───── Extract to read

Elliot Stieglitz, MD
Associate Professor, Pediatric Hematology/Oncology, UCSF
Juvenile myelomonocytic leukemia (JMML) is a blood cancer that affects young children and is often difficult to diagnose and treat. Currently available therapies cure only half of patients, with some children experiencing an aggressive disease course while others get better with very little treatment. We have now shown that the presence of more than one mutation at diagnosis portends a poor outcome. We have also shown that DNA methylation profiling can identify patients who are most likely to experience favorable outcomes with little to no therapy.

──────────
───── Information

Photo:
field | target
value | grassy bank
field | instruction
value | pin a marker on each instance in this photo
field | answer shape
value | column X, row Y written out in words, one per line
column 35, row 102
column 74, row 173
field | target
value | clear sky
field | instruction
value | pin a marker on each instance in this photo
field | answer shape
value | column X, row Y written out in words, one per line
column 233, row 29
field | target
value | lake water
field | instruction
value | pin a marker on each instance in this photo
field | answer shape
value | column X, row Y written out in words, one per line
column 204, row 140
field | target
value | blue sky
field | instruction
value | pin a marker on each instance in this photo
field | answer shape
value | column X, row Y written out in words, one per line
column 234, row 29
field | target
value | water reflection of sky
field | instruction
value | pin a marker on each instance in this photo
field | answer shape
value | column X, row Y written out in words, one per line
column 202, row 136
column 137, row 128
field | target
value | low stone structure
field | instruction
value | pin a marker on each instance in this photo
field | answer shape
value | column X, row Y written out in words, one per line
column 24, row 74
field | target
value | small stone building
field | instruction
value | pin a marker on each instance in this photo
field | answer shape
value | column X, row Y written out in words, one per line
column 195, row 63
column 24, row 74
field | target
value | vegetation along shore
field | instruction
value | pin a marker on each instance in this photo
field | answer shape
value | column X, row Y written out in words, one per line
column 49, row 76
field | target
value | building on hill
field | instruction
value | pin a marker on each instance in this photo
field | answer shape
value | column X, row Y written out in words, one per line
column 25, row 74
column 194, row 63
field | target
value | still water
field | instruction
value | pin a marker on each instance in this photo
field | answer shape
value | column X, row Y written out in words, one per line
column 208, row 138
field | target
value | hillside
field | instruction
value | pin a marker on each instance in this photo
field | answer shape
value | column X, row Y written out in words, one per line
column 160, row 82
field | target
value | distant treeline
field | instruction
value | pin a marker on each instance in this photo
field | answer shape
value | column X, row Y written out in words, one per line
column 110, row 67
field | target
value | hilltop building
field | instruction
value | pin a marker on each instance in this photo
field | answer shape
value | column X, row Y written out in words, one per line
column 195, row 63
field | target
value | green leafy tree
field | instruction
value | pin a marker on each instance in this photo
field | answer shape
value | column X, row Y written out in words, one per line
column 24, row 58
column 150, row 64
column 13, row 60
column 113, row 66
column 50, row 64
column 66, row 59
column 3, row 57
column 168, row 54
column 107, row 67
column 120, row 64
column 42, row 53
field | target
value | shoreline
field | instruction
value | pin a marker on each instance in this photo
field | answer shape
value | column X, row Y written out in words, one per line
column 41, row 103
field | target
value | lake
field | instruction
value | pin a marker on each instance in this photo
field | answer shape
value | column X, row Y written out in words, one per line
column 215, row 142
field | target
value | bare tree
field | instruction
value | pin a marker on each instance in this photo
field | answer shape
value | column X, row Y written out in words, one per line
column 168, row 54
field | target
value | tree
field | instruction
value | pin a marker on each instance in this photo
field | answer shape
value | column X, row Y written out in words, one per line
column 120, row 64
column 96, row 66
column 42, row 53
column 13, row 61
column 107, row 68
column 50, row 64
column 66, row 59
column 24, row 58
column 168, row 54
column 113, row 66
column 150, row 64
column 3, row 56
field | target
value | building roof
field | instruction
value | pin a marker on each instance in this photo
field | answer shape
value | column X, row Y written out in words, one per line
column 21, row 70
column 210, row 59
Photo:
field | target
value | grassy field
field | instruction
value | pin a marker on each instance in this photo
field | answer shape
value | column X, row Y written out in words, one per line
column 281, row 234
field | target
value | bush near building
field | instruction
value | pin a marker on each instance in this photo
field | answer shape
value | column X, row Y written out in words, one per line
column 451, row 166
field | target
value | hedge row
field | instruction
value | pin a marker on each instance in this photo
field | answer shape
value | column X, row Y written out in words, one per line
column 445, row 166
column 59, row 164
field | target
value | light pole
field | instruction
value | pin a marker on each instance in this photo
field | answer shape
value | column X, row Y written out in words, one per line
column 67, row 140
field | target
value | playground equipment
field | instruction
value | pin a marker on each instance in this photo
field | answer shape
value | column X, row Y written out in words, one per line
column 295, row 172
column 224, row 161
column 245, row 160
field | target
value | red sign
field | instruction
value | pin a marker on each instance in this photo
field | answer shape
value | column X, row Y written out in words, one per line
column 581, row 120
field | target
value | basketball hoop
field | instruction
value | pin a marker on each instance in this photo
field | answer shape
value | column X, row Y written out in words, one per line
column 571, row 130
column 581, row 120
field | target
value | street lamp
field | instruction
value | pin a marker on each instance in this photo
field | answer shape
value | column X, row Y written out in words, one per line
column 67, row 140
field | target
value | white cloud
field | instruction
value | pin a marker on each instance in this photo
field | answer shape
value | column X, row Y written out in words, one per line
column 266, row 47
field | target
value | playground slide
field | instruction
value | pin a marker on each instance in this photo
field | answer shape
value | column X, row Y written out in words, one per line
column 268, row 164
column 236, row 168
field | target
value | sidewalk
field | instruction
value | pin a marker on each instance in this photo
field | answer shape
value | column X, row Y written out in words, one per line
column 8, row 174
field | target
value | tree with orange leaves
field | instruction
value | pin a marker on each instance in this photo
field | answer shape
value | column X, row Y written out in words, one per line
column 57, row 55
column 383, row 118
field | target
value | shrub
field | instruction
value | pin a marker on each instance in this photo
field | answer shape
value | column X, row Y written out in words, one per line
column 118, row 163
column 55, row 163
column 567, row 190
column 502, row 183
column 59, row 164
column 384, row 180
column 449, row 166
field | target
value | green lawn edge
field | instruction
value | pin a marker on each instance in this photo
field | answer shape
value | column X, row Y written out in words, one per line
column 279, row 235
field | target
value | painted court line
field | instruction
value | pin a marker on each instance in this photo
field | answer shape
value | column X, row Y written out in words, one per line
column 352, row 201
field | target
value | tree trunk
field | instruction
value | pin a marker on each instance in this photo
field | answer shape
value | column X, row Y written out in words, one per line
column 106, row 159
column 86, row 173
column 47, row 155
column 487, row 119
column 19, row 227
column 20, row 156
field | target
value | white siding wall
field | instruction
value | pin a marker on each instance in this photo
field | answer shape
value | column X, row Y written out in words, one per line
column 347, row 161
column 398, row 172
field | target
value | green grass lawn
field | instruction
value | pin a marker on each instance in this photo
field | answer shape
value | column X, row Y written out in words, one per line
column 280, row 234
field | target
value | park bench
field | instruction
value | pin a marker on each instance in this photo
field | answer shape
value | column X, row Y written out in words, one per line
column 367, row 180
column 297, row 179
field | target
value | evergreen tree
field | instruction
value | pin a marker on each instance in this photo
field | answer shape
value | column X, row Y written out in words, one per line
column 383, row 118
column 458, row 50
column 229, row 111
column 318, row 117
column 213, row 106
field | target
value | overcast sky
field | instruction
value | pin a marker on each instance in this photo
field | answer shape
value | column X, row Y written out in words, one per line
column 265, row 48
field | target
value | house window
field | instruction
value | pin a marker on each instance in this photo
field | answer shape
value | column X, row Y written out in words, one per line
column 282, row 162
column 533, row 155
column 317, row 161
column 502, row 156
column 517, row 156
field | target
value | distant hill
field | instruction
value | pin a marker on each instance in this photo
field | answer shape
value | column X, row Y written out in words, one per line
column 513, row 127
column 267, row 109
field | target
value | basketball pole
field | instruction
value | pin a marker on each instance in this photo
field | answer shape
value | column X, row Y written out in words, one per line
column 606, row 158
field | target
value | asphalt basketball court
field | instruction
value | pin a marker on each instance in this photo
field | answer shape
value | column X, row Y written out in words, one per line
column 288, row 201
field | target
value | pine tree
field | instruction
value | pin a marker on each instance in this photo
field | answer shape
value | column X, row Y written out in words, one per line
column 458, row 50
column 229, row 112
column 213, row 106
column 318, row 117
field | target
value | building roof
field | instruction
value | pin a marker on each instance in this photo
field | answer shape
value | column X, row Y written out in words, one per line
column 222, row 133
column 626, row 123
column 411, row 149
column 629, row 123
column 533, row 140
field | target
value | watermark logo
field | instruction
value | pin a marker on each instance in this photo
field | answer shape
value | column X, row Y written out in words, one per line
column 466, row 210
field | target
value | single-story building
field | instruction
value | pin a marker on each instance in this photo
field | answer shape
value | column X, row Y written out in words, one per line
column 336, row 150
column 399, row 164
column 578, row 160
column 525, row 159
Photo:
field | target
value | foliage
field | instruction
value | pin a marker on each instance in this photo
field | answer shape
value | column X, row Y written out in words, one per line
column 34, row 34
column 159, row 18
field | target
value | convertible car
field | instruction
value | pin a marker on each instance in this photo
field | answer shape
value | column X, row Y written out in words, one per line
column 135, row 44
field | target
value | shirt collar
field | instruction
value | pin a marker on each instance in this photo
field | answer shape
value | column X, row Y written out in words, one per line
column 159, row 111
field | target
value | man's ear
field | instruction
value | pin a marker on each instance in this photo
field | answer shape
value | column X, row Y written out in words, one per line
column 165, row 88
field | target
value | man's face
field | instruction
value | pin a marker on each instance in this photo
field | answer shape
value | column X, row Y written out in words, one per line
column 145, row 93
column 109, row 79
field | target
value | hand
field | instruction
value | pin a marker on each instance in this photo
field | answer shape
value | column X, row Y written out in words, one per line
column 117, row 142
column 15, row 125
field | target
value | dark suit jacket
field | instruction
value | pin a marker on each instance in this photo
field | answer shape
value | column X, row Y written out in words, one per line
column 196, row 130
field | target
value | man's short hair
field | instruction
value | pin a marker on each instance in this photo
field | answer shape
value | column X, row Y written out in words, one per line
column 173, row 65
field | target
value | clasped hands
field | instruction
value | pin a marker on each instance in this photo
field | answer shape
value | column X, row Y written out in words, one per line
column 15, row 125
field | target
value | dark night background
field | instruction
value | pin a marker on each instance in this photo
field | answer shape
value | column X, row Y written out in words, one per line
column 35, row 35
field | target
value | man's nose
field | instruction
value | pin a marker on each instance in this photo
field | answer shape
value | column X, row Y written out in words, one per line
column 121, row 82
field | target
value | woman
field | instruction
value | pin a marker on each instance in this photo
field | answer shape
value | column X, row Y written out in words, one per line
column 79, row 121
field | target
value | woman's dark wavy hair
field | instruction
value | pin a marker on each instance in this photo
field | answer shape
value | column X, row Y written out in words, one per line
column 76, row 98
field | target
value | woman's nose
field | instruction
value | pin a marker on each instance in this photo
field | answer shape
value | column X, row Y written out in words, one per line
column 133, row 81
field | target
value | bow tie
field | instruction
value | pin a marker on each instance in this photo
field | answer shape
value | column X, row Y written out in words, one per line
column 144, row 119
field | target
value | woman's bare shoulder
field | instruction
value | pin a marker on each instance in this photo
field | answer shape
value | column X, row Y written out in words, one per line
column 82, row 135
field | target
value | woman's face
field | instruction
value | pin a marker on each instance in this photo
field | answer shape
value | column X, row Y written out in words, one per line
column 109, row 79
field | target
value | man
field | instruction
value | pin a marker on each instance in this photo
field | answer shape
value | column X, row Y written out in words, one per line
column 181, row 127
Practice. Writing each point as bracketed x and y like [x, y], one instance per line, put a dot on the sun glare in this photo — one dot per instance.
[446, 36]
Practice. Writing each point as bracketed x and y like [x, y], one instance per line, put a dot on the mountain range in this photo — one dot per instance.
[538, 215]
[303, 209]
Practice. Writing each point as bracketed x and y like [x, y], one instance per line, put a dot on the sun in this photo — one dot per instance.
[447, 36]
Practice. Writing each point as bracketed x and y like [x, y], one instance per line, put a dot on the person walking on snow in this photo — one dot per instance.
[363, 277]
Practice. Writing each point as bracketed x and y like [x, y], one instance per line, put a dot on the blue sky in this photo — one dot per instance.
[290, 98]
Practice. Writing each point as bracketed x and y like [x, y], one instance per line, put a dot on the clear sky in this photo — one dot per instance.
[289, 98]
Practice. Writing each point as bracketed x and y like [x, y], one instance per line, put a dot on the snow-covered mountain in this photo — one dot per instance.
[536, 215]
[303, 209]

──────────

Required work —
(1) Can you restate the JMML research summary starting with "Elliot Stieglitz, MD" and going on through "to no therapy.", swapping "blood cancer" for "hematologic cancer"?
(2) Could you finish out the next part of the JMML research summary, picking up after its final sentence?

Answer list —
(1)
Elliot Stieglitz, MD
Associate Professor, Pediatric Hematology/Oncology, UCSF
Juvenile myelomonocytic leukemia (JMML) is a hematologic cancer that affects young children and is often difficult to diagnose and treat. Currently available therapies cure only half of patients, with some children experiencing an aggressive disease course while others get better with very little treatment. We have now shown that the presence of more than one mutation at diagnosis portends a poor outcome. We have also shown that DNA methylation profiling can identify patients who are most likely to experience favorable outcomes with little to no therapy.

(2)
We recently completed a clinical trial conducted through the Children's Oncology Group for patients with relapsed and refractory JMML. This trial tested the safety and efficacy of the oral MEK inhibitor, trametinib. This trial met its primary objective with half of all patients experiencing an objective response. Our next trial will risk-stratify patients with newly diagnosed JMML to receive different therapies tailored to the risk of relapse predicted by both the number of mutations and DNA methylation signatures at diagnosis. This trial will move trametinib into the front-line setting in combination with azacitidine. This clinical trial will be conducted through the Therapeutic Advances in Childhood Leukemia & Lymphoma (TACL) consortium and is funded by the National Cancer Institute (R37).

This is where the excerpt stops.